Exercise inputs.

========

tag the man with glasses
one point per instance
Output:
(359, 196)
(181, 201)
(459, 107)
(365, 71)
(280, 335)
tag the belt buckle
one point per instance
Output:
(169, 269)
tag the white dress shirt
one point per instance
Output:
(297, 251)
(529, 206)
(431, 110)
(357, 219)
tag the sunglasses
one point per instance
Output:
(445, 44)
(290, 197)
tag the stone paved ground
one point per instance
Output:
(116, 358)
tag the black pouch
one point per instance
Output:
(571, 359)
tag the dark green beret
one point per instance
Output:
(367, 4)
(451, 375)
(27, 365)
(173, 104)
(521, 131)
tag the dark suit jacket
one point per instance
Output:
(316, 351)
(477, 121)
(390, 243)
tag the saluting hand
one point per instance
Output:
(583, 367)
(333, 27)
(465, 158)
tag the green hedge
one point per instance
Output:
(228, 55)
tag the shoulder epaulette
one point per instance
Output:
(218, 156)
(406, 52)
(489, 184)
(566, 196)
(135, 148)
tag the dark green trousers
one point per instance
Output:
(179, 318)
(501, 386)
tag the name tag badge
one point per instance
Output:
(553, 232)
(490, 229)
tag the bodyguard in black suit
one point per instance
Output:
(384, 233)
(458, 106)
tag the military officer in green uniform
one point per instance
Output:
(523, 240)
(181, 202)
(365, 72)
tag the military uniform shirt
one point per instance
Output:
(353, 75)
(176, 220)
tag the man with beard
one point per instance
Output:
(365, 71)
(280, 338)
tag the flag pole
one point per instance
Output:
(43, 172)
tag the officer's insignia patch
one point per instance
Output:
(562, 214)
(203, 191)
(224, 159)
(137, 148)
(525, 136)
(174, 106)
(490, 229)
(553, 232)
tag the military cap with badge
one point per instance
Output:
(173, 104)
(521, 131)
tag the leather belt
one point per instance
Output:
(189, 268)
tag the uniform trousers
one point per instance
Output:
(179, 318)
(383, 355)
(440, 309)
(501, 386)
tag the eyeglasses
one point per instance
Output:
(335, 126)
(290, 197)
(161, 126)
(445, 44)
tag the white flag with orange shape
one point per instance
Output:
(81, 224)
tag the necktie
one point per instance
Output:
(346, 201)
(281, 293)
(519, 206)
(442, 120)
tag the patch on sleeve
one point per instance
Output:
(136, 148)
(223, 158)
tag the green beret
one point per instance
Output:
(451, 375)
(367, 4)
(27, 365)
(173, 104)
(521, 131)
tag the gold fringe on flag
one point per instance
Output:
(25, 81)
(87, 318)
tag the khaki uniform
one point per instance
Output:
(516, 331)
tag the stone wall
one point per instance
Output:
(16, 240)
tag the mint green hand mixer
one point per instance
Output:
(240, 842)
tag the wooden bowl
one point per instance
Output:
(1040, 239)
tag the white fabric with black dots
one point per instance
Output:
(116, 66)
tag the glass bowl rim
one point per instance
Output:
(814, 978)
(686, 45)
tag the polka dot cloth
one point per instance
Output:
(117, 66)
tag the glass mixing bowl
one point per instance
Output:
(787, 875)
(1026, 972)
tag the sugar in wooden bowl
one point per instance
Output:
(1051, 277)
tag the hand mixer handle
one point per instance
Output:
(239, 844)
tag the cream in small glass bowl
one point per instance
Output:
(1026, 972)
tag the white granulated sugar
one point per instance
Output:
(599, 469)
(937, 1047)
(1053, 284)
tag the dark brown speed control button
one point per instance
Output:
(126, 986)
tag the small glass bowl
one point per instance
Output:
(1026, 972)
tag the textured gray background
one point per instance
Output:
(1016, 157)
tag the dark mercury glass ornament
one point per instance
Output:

========

What the task requires.
Word for word, write out each of the records shown above.

Response to this exercise.
tag the man with glasses
one point per instance
Output:
(359, 196)
(181, 201)
(459, 107)
(365, 71)
(280, 335)
tag the belt buckle
one point per instance
Output:
(169, 269)
tag the white dress shirt
one point per instance
Output:
(297, 251)
(529, 206)
(431, 110)
(357, 219)
tag the sunglasses
one point per instance
Output:
(445, 44)
(290, 197)
tag the stone paved ground
one point per instance
Output:
(116, 358)
tag the black pouch
one point per instance
Output:
(571, 359)
tag the dark green beret
one point per instance
Output:
(367, 4)
(451, 375)
(27, 365)
(173, 104)
(521, 131)
tag the dark suit jacket
one point per instance
Output:
(316, 351)
(477, 121)
(390, 243)
tag the saluting hand
one point per instance
Output:
(583, 367)
(333, 27)
(465, 158)
tag the green hedge
one point per instance
Output:
(228, 55)
tag the shoulder epaulette
one point per instance
Output:
(218, 156)
(406, 52)
(489, 184)
(566, 196)
(135, 148)
tag the dark green trousers
one point per instance
Output:
(179, 318)
(501, 386)
tag the name tag badge
one point per instance
Output:
(553, 232)
(490, 229)
tag the bodyguard in black suit
one point per instance
Output:
(384, 233)
(458, 106)
tag the military officer in green uniform
one point per instance
Output:
(523, 240)
(181, 202)
(365, 72)
tag the military uniform shirt
one point per instance
Output:
(353, 75)
(176, 220)
tag the man with beard
one point per instance
Output:
(365, 71)
(280, 338)
tag the flag pole
one point per instance
Output:
(43, 172)
tag the officer's insignia patch
one point per instance
Output:
(562, 214)
(203, 191)
(224, 159)
(137, 148)
(525, 136)
(174, 106)
(490, 229)
(553, 232)
tag the military cap with badge
one point per instance
Output:
(173, 104)
(521, 131)
tag the leather belt
one point per instance
Output:
(189, 268)
tag the uniform trousers
one point per instance
Output:
(179, 318)
(383, 355)
(440, 309)
(501, 386)
tag the eyeglasses
one point per instance
Output:
(335, 126)
(290, 197)
(161, 126)
(445, 44)
tag the white flag with orange shape
one point per instance
Output:
(81, 224)
tag the necktie
one point per instance
Output:
(346, 201)
(281, 293)
(519, 206)
(442, 120)
tag the patch on sleeve
one point per instance
Output:
(136, 148)
(223, 158)
tag the green beret
one point per instance
Output:
(451, 375)
(367, 4)
(27, 365)
(173, 104)
(521, 131)
tag the gold fringe on flag
one point per instance
Output:
(25, 81)
(87, 318)
tag the khaki uniform
one point per instance
Output:
(516, 331)
tag the stone wall
one point per instance
Output:
(16, 240)
tag the mint green hand mixer
one point per instance
Output:
(240, 842)
tag the wooden bowl
one point per instance
Output:
(1040, 239)
tag the white fabric with black dots
one point per instance
Output:
(116, 66)
tag the glass bowl rim
one point per instance
Output:
(814, 978)
(686, 45)
tag the polka dot cloth
one point per instance
Output:
(117, 66)
tag the glass mixing bowl
one point per instance
Output:
(787, 875)
(1026, 972)
tag the sugar in wooden bowl
one point per instance
Output:
(1051, 277)
tag the hand mixer handle
one point per instance
Output:
(239, 844)
tag the cream in small glass bowl
one point per instance
Output:
(1026, 972)
tag the white granulated sugar
one point per instance
Output:
(599, 469)
(937, 1047)
(1053, 284)
tag the dark brown speed control button
one point per instance
Output:
(126, 986)
tag the small glass bowl
one point per instance
Output:
(1026, 972)
tag the textured gray background
one point per instance
Output:
(1016, 157)
tag the dark mercury glass ornament
one point per instance
Output:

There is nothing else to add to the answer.